ソニーは一般にウォークマンやテレビのBRAVIA、スマホのXperiaなど、コンシューマー向けエレクトロニクス製品を手がける日本のブランドとして広く知られてます。一方で、映像製作のプロ、自動運転、医療にまで、幅広く技術やサービスを開発、提供しているテクノロジー企業です。

そんなソニーが、現在取り組む研究開発の成果について、一部を報道関係者に公開する「ソニー・テクノロジーデイ」が開催されました。その中から筆者が特に注目した、ソニーの最先端技術を紹介します。

ライブ映像の伝送も5Gで高速化

ソニーは現在、クリエイターが制作したコンテンツに込めた意図を、ありのまま高品質にユーザーの手元へ届けるための技術開発に注力しています。内容は「Connect」というコーナーに分類され、既に製品化されている8K対応BRAVIA「Z9G」シリーズの高画質、ソニーの業務用リファレンスモニターの高画質、それらを踏襲したフラグシップスマホ「Xperia 1」などが一堂に会しました。

  • ソニー・テクノロジーデイ

    クリエイターが意図した映像をありのままユーザーに届けられる高画質を特徴に掲げる、ソニーの8Kブラビア「Z9G」シリーズを展示

  • ソニー・テクノロジーデイ

    スマートフォンのXperia 1はクリエイターがパーソナルモニターとして使うことも想定して、ソニーの業務用リファレンスモニターの開発チームと一緒に画質を練り上げてきました

筆者が特に注目したのは、5Gの技術を活用した放送コンテンツのネットワーク伝送です。

日本国内でも2020年から本格的に5Gの通信サービスが始まります。5Gは4K/8Kの高画質・大容量の映像データを遠隔伝送するために、最適なインフラといわれています。ソニーは、映画や放送など映像系のコンテンツクリエイションに関わるプロフェッショナル機器のエキスパートです。5G時代に向けてしっかりと研究開発が進んでいました。

テクノロジーデイの会場では、5G通信環境に見立てた高速Wi-Fiネットワークを使って、ネットワーク伝送技術のシミュレーションを公開。業務用カメラなどで撮影した映像データを、「Virtual Production」システムで編集後、放送局やユーザーの視聴環境へほぼリアルタイムで届けます。Virtual Productionシステムは、放送制作のハードウェア機器をソフトウェア技術で仮想化したもので、クラウド上に置かれます。

  • ソニー・テクノロジーデイ

    5Gの通信環境を想定したライブ映像配信環境のデモンストレーション

既にソニーは、4G LTEネットワークを活用して、放送用のコンテンツをネットワーク伝送するコア技術を提供しています。5G時代になると通信速度や容量面のキャパシティが大幅に拡大するので、放送機器の進化と、これに伴ってユーザーニーズも増えるでしょう。ここでいう「ユーザー」とは、映画・放送製作に関わるプロフェッショナルに限りません。

例えば、一般企業や自治体が自主製作した動画を、キャパシティが拡大した5Gネットワークに乗せて視聴者に提供するサービスも増えてくる可能性があります。上で述べたように、放送機器そのものをコンパクトに使いやすい形で提供するために、ソニーは映像の編集や配信を行うソリューションをハードウェアからソフトウェアへと仮想化して、クラウド上で簡易に扱える映像制作環境「Visual Production」として開発を進めています。

これからは個人が制作したコンテンツを、映像配信のプラットフォームに提供・販売するビジネスも数多く生まれてくるかもしれません。映像によるクリエイション、あるいはメッセージの発信が、従来のスタイルから大きく変わる可能性を感じる展示でした。
_ _ _ _
*課題*
本文の内容に基づいて、次の問いに答えなさい。
(a) 日本国内で5Gの通信サービスが本格的に始まるのは何年からか。
(b) テクノロジーデイの会場で、5G通信環境に見立てて使われたネットワークは何か。
(c) Xperia 1の画質は、どの開発チームと一緒に練り上げられたか。

*検討データ*
_ _ _ _
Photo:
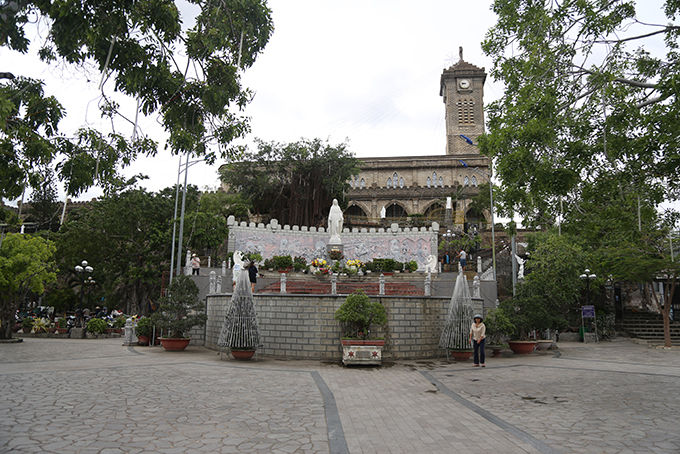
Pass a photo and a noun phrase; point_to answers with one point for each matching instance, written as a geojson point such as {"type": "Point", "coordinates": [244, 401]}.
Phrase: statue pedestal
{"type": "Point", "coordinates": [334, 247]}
_ _ _ _
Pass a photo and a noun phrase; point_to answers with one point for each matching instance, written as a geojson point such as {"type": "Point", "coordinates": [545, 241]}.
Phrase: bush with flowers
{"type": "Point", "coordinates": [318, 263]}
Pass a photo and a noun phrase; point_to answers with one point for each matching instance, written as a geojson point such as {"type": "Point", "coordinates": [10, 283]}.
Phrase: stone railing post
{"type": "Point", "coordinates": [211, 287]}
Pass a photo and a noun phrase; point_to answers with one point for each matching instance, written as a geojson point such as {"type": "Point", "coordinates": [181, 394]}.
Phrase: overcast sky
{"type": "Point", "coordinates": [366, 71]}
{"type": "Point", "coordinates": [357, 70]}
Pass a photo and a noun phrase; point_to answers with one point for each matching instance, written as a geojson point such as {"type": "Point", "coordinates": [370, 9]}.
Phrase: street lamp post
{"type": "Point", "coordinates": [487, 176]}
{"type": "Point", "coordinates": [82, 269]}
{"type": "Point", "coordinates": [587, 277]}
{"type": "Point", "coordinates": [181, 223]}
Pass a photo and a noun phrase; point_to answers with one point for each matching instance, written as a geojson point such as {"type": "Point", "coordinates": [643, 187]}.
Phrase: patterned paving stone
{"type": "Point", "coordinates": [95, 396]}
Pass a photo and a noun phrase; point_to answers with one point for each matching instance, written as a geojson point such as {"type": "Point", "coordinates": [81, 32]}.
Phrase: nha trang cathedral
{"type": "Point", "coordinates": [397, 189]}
_ _ _ _
*解答*
(a) 2020年から
(b) 高速Wi-Fiネットワーク
(c) ソニーの業務用リファレンスモニターの開発チーム